[Problem set]:
- 1) In the 9/11 blog post, why did the writer decide against bringing in YouTube footage from the day? Please answer in one to three sentences.
- 2) Pick up the 9/11 blog post after its last sentence and keep writing it.

[Extract provided]:
Monday, March 30, 2009

WTC -- 9/11



Update/Re-cap (1:13 p.m.): Honestly, I didn't like having the unadorned 9/11 image on the blog. Too unsettling. In fact, I was going to bring in some YouTube footage from the day, but just didn't have the stomach for it. It almost fully recreates the experience; in fact, from my perspective (and the vast majority of the world's perspective) it does fully recreate the experience I had.

That's the idea we're going to start with tomorrow, keeping in mind the shared experiences of 9/11 that we talked about today in class. Namely dropping what you were doing, watching the non-stop coverage, not knowing what the heck was happening, connecting with loved ones, etc.

And then we're going to try to get at least a basic handle on "what the heck was [and wasn't] happening" and what 21CC those happenings raise.

One last thing. We only sort of
obliquely mentioned this in class, but I see a connection between the 9/11 experience and the passage we read in White Noise today. Jack says:


I watched the audience. Folded arms, heads slightly tilted. The predictions did not seem reckless to them. They were content to exchange brief and unrelated remarks, as during a break for a commercial on TV. The tabloid future, with its mechanism of a hopeful twist to apocalyptic events, was perhaps not so very remote from our own immediate experience. Look at us, I thought. Forced out of our homes, sent streaming into the bitter night, pursued by a toxic cloud, crammed together in makeshift quarters, ambiguously death-sentenced. We'd become part of the public stuff of media disaster. The small audience of the old and blind recognized the predictions of the psychics as events so near to happening they had to be shaped in advance to our needs and wishes. Out of some persistent sense of large-scale ruin, we kept inventing hope.

[Data listing]:
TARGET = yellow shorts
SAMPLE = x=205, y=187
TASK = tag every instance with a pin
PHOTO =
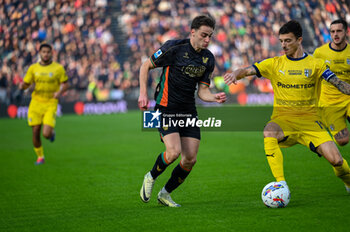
x=42, y=113
x=308, y=131
x=335, y=115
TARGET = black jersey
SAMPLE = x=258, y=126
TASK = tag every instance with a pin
x=183, y=69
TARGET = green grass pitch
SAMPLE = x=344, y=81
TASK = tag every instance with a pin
x=95, y=168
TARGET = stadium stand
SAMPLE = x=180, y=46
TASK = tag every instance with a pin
x=103, y=43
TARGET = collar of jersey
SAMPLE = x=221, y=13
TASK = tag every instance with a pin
x=300, y=58
x=336, y=49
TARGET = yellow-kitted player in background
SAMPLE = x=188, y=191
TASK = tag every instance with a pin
x=50, y=82
x=336, y=105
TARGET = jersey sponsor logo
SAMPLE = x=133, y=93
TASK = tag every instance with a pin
x=194, y=71
x=205, y=59
x=295, y=86
x=295, y=72
x=338, y=61
x=307, y=72
x=327, y=74
x=285, y=102
x=158, y=53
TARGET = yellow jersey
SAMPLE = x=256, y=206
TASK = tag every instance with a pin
x=296, y=83
x=338, y=62
x=47, y=80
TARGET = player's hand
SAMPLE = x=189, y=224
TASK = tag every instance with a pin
x=21, y=85
x=56, y=95
x=220, y=97
x=143, y=102
x=230, y=78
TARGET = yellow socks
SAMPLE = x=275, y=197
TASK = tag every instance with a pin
x=343, y=172
x=274, y=157
x=39, y=151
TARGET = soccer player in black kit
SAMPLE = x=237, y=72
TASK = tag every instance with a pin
x=186, y=64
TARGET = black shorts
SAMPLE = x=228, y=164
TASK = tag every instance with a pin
x=179, y=121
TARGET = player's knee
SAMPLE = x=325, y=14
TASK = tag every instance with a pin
x=343, y=141
x=172, y=154
x=337, y=162
x=189, y=162
x=47, y=135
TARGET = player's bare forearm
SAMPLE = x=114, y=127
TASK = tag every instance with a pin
x=342, y=86
x=232, y=78
x=143, y=96
x=144, y=70
x=248, y=71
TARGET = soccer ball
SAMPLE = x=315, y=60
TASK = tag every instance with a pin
x=275, y=195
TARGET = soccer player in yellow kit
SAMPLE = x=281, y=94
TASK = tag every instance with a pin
x=50, y=82
x=336, y=105
x=296, y=80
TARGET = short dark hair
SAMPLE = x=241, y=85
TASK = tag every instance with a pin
x=292, y=26
x=45, y=45
x=203, y=20
x=342, y=21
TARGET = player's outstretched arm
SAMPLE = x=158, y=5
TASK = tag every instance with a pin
x=232, y=78
x=343, y=86
x=206, y=95
x=143, y=96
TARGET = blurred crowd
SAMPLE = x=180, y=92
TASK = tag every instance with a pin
x=245, y=33
x=82, y=37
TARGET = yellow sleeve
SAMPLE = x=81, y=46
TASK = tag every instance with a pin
x=265, y=68
x=317, y=53
x=63, y=75
x=29, y=77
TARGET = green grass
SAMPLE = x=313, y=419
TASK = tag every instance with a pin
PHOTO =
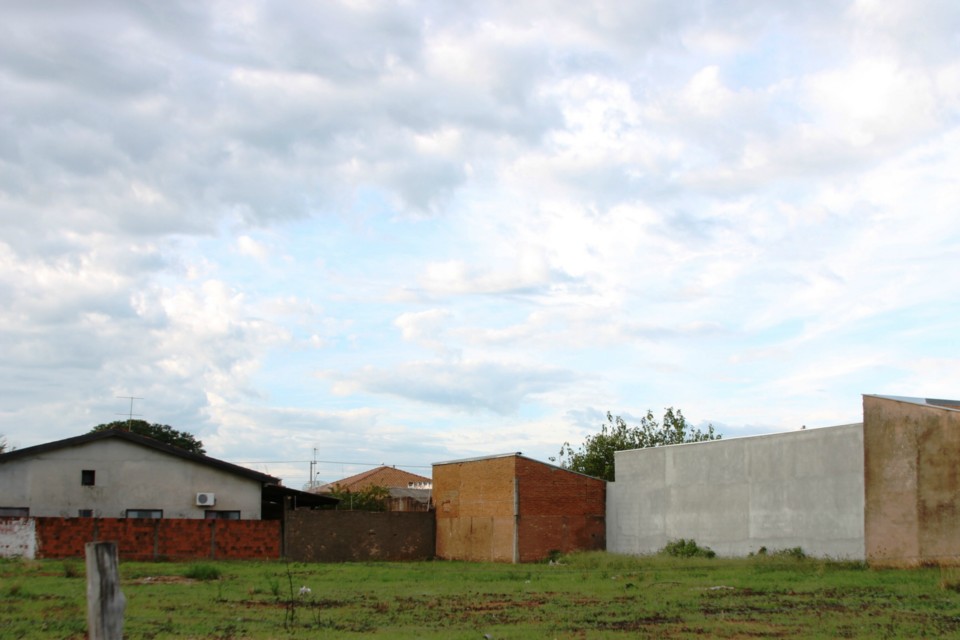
x=591, y=595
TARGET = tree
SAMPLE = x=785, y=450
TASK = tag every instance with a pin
x=161, y=432
x=372, y=498
x=595, y=455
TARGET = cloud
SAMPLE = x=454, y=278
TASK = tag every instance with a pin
x=570, y=207
x=498, y=387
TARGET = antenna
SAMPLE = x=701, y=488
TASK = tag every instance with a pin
x=131, y=413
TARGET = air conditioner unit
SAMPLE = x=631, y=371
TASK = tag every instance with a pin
x=206, y=499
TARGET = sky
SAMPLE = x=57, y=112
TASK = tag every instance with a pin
x=373, y=232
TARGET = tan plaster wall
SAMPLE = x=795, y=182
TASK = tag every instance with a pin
x=912, y=483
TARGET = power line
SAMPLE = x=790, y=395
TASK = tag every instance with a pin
x=359, y=464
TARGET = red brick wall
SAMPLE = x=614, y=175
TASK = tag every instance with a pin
x=559, y=511
x=359, y=536
x=176, y=539
x=474, y=509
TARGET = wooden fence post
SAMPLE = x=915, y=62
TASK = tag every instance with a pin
x=105, y=601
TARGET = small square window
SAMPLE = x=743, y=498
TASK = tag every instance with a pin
x=144, y=513
x=221, y=515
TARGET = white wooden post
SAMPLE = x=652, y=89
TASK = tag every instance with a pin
x=105, y=601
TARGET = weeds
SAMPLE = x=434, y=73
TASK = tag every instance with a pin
x=71, y=569
x=683, y=548
x=203, y=572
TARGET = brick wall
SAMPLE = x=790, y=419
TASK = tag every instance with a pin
x=174, y=539
x=510, y=507
x=356, y=536
x=559, y=511
x=475, y=509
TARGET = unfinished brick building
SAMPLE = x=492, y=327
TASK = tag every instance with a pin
x=510, y=508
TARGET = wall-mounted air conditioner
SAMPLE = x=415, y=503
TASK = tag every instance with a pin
x=206, y=499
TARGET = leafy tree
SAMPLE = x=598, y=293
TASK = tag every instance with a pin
x=372, y=498
x=595, y=455
x=161, y=432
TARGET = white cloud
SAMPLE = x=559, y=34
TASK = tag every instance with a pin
x=258, y=218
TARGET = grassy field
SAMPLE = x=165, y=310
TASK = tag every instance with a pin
x=593, y=595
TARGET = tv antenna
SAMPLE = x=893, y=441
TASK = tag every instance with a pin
x=131, y=413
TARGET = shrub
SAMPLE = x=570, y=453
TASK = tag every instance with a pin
x=683, y=548
x=202, y=572
x=796, y=553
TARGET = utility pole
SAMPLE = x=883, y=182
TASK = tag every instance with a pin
x=313, y=466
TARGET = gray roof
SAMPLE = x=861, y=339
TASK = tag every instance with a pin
x=143, y=441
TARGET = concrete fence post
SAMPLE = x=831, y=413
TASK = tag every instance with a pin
x=105, y=601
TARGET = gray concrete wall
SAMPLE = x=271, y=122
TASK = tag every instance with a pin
x=128, y=476
x=798, y=489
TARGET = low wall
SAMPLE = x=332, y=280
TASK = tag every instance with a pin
x=356, y=536
x=799, y=489
x=143, y=539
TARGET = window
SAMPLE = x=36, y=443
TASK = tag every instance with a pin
x=221, y=515
x=144, y=513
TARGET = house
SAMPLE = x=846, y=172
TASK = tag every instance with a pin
x=408, y=491
x=510, y=508
x=119, y=474
x=885, y=490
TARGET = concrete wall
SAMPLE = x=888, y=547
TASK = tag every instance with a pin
x=128, y=476
x=798, y=489
x=358, y=536
x=912, y=470
x=18, y=538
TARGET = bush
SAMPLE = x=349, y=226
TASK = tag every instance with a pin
x=202, y=572
x=683, y=548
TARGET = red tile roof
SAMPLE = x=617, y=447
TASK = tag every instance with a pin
x=383, y=476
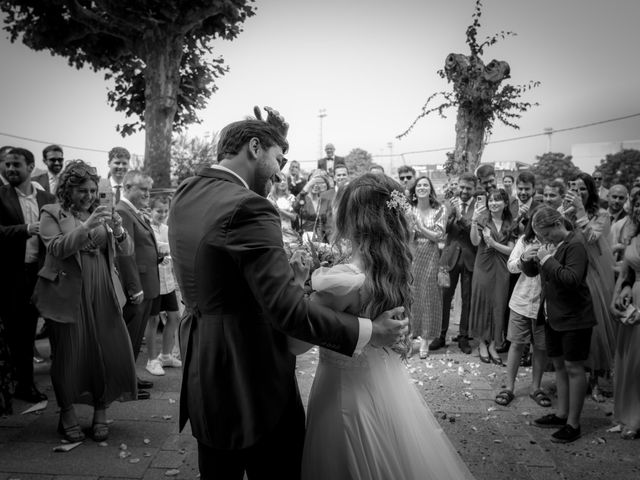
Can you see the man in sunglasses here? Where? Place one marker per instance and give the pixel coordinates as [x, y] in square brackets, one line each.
[242, 299]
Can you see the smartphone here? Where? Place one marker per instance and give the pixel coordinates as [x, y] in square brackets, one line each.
[106, 198]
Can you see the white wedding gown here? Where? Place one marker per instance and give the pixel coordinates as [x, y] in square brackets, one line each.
[365, 419]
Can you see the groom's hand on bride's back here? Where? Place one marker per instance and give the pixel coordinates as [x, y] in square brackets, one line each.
[387, 329]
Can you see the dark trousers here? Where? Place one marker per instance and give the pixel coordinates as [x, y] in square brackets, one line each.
[277, 455]
[136, 318]
[20, 319]
[459, 271]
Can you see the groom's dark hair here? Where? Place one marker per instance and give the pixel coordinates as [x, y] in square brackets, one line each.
[236, 135]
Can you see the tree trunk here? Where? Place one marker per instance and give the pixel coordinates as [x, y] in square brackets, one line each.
[163, 55]
[470, 134]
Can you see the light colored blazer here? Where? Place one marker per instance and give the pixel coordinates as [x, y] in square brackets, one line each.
[59, 286]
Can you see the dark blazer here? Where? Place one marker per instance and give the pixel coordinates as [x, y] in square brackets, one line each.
[42, 179]
[14, 235]
[322, 163]
[564, 286]
[235, 278]
[59, 285]
[139, 271]
[458, 243]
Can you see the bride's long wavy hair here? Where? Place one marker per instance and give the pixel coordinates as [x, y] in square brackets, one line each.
[371, 214]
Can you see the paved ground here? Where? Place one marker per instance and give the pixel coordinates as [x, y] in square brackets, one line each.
[496, 442]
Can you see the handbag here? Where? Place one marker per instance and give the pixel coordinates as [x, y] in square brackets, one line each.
[444, 280]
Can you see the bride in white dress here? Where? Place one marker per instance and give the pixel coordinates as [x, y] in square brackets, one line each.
[365, 419]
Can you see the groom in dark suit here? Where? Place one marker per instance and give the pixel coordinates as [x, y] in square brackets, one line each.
[139, 272]
[239, 389]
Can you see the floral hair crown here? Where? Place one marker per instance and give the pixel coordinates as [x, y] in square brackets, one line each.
[398, 202]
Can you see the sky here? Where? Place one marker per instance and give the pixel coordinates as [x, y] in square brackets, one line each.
[371, 66]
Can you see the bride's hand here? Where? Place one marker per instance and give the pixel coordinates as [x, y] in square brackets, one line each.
[387, 330]
[300, 268]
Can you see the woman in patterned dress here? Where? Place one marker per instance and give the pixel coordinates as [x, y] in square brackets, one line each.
[490, 285]
[429, 227]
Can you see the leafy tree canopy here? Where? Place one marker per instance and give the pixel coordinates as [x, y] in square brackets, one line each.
[550, 166]
[119, 35]
[358, 161]
[622, 167]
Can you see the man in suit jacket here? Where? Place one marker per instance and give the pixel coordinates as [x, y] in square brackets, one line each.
[329, 162]
[113, 185]
[458, 257]
[53, 158]
[139, 272]
[239, 388]
[23, 253]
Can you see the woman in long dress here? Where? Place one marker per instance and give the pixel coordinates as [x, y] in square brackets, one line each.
[494, 236]
[626, 395]
[79, 292]
[366, 420]
[586, 215]
[429, 225]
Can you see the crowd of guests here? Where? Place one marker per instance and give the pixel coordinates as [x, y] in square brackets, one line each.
[535, 265]
[90, 257]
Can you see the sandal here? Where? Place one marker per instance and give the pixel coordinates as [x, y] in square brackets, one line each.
[99, 431]
[541, 398]
[72, 434]
[504, 397]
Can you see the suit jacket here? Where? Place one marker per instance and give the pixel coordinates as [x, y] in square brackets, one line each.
[564, 286]
[458, 243]
[322, 163]
[235, 278]
[139, 271]
[42, 179]
[59, 287]
[14, 235]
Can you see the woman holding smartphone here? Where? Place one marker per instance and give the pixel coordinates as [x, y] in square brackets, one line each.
[494, 238]
[582, 208]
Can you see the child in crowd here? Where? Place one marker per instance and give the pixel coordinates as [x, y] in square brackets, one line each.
[167, 302]
[567, 310]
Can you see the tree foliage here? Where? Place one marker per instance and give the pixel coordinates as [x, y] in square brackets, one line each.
[622, 167]
[477, 96]
[550, 166]
[188, 155]
[358, 161]
[158, 53]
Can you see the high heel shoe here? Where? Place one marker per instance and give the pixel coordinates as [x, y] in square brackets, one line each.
[72, 434]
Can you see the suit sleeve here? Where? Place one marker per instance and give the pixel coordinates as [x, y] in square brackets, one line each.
[572, 273]
[60, 244]
[254, 240]
[127, 265]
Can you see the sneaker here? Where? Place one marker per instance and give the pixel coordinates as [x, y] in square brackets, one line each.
[550, 421]
[566, 434]
[154, 367]
[169, 361]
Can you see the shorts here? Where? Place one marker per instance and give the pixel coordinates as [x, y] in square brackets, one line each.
[574, 345]
[523, 331]
[164, 303]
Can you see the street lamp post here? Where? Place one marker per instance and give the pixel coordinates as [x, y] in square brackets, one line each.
[321, 114]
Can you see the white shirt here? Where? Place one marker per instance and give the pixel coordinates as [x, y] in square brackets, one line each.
[30, 212]
[525, 299]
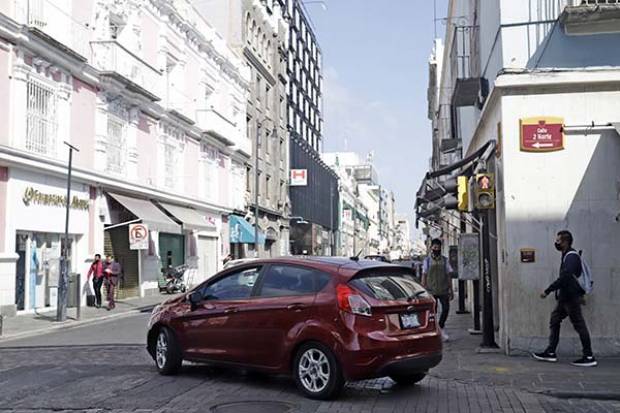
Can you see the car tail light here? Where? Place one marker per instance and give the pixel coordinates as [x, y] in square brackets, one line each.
[351, 301]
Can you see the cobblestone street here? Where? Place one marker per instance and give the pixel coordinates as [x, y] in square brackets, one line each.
[68, 371]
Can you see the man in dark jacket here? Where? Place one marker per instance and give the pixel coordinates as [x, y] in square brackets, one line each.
[569, 296]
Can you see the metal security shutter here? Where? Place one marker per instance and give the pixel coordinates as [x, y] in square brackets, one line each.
[207, 258]
[116, 243]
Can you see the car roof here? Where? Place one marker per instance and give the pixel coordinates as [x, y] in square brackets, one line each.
[344, 266]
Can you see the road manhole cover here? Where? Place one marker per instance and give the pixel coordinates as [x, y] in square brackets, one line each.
[253, 407]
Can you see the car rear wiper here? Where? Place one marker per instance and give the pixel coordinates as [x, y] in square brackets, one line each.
[416, 295]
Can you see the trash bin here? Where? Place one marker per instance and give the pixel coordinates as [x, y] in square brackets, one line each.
[73, 290]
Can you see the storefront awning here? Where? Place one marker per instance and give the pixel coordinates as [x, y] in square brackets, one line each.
[242, 232]
[148, 213]
[191, 218]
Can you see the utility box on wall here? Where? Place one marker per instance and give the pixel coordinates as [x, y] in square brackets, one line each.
[469, 257]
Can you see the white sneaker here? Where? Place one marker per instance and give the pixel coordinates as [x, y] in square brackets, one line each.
[444, 336]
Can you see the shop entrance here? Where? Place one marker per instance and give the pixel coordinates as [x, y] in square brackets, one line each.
[38, 268]
[171, 249]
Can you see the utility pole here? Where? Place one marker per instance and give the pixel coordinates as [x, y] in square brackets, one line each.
[63, 280]
[256, 184]
[488, 329]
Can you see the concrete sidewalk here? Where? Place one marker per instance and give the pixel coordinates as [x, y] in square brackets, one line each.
[42, 322]
[464, 364]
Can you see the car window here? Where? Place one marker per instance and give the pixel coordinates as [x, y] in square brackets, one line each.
[287, 280]
[389, 285]
[235, 286]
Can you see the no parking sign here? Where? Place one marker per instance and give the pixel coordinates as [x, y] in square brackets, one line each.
[138, 237]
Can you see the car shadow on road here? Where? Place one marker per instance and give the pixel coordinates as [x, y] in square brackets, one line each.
[261, 383]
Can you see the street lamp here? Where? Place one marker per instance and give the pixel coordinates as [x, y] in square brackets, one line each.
[63, 280]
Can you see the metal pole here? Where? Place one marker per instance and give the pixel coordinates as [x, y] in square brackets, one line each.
[488, 330]
[258, 126]
[79, 296]
[63, 280]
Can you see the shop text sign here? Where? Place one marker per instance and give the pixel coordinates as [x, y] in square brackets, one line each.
[36, 197]
[138, 237]
[299, 177]
[542, 134]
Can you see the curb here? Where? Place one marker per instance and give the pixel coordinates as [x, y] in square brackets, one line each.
[591, 395]
[74, 323]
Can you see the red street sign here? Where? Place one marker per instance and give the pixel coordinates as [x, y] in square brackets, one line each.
[542, 134]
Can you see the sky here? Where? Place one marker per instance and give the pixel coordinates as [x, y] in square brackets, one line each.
[375, 70]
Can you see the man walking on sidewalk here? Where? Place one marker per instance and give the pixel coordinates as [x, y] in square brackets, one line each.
[436, 278]
[569, 296]
[96, 271]
[113, 271]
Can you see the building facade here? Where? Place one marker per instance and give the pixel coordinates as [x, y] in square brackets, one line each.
[155, 101]
[314, 202]
[258, 31]
[505, 66]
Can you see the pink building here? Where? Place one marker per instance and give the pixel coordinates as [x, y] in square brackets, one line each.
[155, 102]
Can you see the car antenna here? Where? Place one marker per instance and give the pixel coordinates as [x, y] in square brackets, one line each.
[357, 256]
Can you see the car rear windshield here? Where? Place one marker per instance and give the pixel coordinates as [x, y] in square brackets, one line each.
[388, 285]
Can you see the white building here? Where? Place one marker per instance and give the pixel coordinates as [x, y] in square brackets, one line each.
[155, 101]
[511, 64]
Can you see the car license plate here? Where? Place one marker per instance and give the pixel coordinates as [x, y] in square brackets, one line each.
[409, 320]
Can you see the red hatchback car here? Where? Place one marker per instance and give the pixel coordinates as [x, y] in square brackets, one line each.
[325, 320]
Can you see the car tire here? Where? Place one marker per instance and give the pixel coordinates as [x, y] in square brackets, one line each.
[317, 372]
[167, 357]
[408, 379]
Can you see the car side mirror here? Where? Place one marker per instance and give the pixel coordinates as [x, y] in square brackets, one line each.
[194, 299]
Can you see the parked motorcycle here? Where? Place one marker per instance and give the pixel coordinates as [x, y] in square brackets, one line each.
[173, 279]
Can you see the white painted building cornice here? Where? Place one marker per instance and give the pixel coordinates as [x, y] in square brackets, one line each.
[18, 35]
[17, 158]
[511, 80]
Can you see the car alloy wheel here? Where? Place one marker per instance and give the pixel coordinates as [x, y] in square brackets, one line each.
[314, 370]
[161, 350]
[168, 356]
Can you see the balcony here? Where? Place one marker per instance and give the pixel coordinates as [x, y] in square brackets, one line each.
[54, 25]
[585, 17]
[465, 67]
[112, 57]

[Answers to each task]:
- 1) The writer didn't have the stomach for it, because the footage almost fully recreates the experience of that day. From the writer's perspective, and that of most of the world, it fully recreates the experience the writer had.

- 2)
First of all, what was/is 9/11 [i.e., Terrorism] but an ambiguous sort of "death sentence," not too unlike Jack's Nyolene-D "contamination?" It may get us, it may not -- but it's out there. And we're supposed to go and live our lives normally anyway because we don't have any other option.

And then there's the idea of a "hopeful twist to apocalyptic events," that "out of some persistent sense of large-scale ruin, we kept reinventing hope."

I don't know if you were too young to remember this feeling, but the groundswell of unity and, yes, even hope in the days and months immediately after 9/11 was absolutely palpable. It was particularly intense in the U.S., but even abroad there was a circling of the wagons that brought people together. I would say that it produced a significantly larger sense of unity (and, yes, hope) than President Obama's election did. It crossed every kind of factional line -- politics, race, gender, class, age, etc.


Here's a pertinent NY Times book review of Middletown, America: One Town's Passage from Trauma to Hope. Also here's the NYT's 9/11 page -- which, as you can imagine, is enormous.

I'm not 100% sure what to make of these observations. At this point, I'm just making them. Let's keep these ideas on our radar as we move on throughout the week.